==== Passage extrait ====

Le 2 décembre, selon les médias, Trump aurait discuté au téléphone avec la présidente de Taïwan (officiellement la République de Chine, un État scissionniste de la Chine fondé par le gouvernement réactionnaire du Kuomintang de Chiang Kai-shek après sa défaite dans la guerre civile chinoise). C'était la première fois depuis 1979 qu'on fait mention d'un contact entre le président des États-Unis et un dirigeant de Taïwan. Les médias ont dit que Trump est naïf. Le 3 décembre, la Chine a déposé une plainte officielle et l'administration actuelle des États-Unis s'est fait rassurante en disant que la politique des États-Unis n'avait pas changé. Trump a réagi sur Twitter de façon cavalière, disant que c'est la présidente de Taïwan qui l'avait appelé et non le contraire. Quelques jours plus tard, le 5 décembre, les médias ont dit que cette communication avait été planifiée depuis plusieurs mois. Le Washington Post, le New York Times et le New York Daily News ont publié des articles qualifiant ce geste de « brillant », de « nouveau départ », de « la bonne chose à faire ».

Le 11 décembre, dans une entrevue avec Fox News, Trump a déclaré que la politique d'une seule Chine qui est celle des États-Unis depuis longtemps et selon laquelle Taïwan fait partie de la Chine pourrait être changée. Il a dit que cette question pouvait servir de levier dans les négociations avec la Chine sur d'autres questions. « Je ne vois pas pourquoi nous devons nous en tenir à une politique d'une seule Chine sauf si nous concluons un marché avec la Chine sur d'autres questions dont le commerce », a dit Trump. Il a parlé des « irritants » qui subsistent avec la Chine, comme la dévaluation de la monnaie, les taxes frontalières et son « comportement hostile » en mer de Chine méridionale. Le fait de provoquer la Chine de cette façon pourrait aussi être une façon de tester les eaux, au pays et à l'étranger, pour déterminer l'appui à une guerre contre la Chine. Trump a constamment attaqué la Chine durant la campagne pour promouvoir le chauvinisme aux États-Unis et préparer le terrain pour une possible agression.

Le 17 novembre, Trump a rencontré le président du Japon Shinzo Abe, à sa résidence du Trump Tower, sa première réunion avec un dirigeant étranger en tant que président élu. Selon les médias, la réunion a été « organisée à la dernière minute » et peu avant qu'elle ne se tienne « des choses comme l'heure, l'endroit et qui allait participer n'étaient pas encore décidées, ce qui n'a pas manqué de causer de l'anxiété parmi les hauts fonctionnaires japonais ». Un des conseillers d'Abe a dit qu'il avait discuté avec des conseillers de Trump depuis son arrivée aux États-Unis et qu'il avait appris que « nous ne devons pas prendre au pied de la lettre chaque déclaration publique de M. Trump ». Suite à la réunion, Abe a dit : « Il a pris le temps de me rencontrer bien qu'il soit très occupé. Je suis convaincu que le président élu Trump est un dirigeant en qui nous pouvons avoir confiance. » Les États-Unis ont occupé le Japon pendant longtemps et s'en servent comme base d'opérations pour des attaques possibles contre la Chine et la République démocratique populaire de Corée. Dans une situation où grandit l'opposition à la présence de bases militaires américaines en Corée et au Japon, il est important de «gagner la confiance» du Japon.

==== Enregistrements bruts ====

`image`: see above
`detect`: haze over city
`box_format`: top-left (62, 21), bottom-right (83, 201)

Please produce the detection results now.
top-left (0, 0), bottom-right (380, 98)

====

Consigne écrite
Prolongez le passage sur Trump face à la Chine, à Taïwan et au Japon en reprenant après sa dernière phrase.

Production demandée
Trump a expliqué que ses déclarations publiques doivent être comprises comme une façon d'ouvrir les négociations. Dans un commentaire du 2 septembre suite à sa rencontre avec le président mexicain Enrique Pena Nieto, Trump avait dit que le président mexicain « n'est pas d'accord en ce qui concerne qui va payer pour le mur. Mais c'est ça une négociation et moi je vous dis que les États-Unis ne défrayeront pas les coûts de ce mur. C'est le Mexique qui va le faire. »

Dans un discours du 27 avril sur la politique étrangère, Trump a dit que les États-Unis doivent petre prêts à mettre leurs menaces à exécution quand ils sont contestés. « Dans une négociation, vous devez être prêt à quitter la table. L'accord avec l'Iran ... montre ce qui se produit lorsque vous n'êtes pas prêt à quitter la table. Lorsque votre adversaire sait que vous ne quitterez pas la table, cela devient absolument impossible de gagner. »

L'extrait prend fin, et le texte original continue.